(Records contained in a dataset)

····················

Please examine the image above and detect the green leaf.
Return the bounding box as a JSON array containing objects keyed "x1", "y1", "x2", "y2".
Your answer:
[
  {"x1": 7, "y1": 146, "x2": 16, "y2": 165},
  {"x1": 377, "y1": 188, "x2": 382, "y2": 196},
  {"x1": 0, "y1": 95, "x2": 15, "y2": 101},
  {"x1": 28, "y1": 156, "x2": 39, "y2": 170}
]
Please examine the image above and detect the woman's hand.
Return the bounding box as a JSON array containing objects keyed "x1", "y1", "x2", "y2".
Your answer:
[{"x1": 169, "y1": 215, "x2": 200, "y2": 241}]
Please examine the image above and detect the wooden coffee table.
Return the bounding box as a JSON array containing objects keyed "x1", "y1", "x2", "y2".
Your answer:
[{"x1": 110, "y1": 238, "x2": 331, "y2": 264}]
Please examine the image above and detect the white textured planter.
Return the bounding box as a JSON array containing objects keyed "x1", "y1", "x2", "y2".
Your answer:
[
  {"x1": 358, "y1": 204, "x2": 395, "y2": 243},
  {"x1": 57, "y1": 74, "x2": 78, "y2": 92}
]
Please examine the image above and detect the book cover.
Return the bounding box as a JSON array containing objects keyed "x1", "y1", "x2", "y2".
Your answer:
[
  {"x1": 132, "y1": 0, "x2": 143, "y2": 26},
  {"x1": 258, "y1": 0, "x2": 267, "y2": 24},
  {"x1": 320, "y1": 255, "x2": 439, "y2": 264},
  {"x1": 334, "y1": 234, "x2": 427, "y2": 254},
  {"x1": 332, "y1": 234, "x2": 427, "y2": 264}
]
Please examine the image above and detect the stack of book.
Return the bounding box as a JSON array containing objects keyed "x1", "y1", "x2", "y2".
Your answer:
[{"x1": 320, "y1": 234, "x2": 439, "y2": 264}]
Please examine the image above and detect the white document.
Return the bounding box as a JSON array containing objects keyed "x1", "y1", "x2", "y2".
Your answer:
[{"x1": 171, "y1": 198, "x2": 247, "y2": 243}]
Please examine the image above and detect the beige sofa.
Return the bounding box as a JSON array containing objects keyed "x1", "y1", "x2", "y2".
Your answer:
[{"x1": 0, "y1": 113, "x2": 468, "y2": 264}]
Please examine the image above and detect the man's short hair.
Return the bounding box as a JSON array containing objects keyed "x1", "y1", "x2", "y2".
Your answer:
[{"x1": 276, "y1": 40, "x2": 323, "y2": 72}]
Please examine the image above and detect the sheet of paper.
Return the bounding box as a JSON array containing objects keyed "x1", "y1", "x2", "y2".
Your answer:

····················

Copy the records word for word, from the line containing "Please examine the image above and detect the sheet" through the final line of the records, with both ends included.

Please examine the image above and detect the sheet of paper.
Return the bounding box as a JSON array containing objects keyed "x1", "y1", "x2", "y2".
Your answer:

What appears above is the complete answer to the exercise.